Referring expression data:
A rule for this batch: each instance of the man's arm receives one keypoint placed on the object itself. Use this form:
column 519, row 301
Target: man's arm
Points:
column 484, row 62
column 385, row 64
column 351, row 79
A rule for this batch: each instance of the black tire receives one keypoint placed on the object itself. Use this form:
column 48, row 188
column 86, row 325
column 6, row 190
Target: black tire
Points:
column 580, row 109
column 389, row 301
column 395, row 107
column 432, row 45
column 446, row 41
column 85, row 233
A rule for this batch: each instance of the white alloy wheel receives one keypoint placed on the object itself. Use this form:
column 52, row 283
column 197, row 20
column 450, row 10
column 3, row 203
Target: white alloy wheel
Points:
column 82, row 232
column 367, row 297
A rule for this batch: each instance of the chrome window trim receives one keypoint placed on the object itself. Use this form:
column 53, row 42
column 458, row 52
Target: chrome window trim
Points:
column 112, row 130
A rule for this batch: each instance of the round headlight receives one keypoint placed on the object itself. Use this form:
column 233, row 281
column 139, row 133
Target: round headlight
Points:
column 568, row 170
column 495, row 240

DIRECTIONS FOR THIS TASK: Could you restate all of the lines above without altering a single word?

SOLUTION FOR THIS EXERCISE:
A rule for this batch: each instance of the man's arm receives one keypoint placed on the object itself. Use this form:
column 519, row 301
Target: man's arm
Points:
column 484, row 62
column 385, row 64
column 351, row 79
A rule for this batch: each instance of the black tire receives one keypoint placed on the object itself. Use this form:
column 48, row 188
column 86, row 325
column 6, row 190
Target: black tire
Points:
column 580, row 109
column 389, row 301
column 395, row 107
column 432, row 45
column 446, row 41
column 85, row 233
A rule for this batch: each instance of the white alloy wheel receives one keypoint placed on the object itself. Use this form:
column 52, row 283
column 197, row 20
column 450, row 10
column 3, row 203
Target: white alloy wheel
Points:
column 82, row 232
column 367, row 297
A rule for this batch: each instance of the chrome window trim receives one keypoint placed on the object itself. Use this form:
column 53, row 42
column 458, row 52
Target: chrome window trim
Points:
column 112, row 130
A rule for this batch: each instance of the round headlight receives one keypoint placed on the object itself. Use this form:
column 233, row 281
column 139, row 133
Target: round headlight
Points:
column 568, row 170
column 495, row 240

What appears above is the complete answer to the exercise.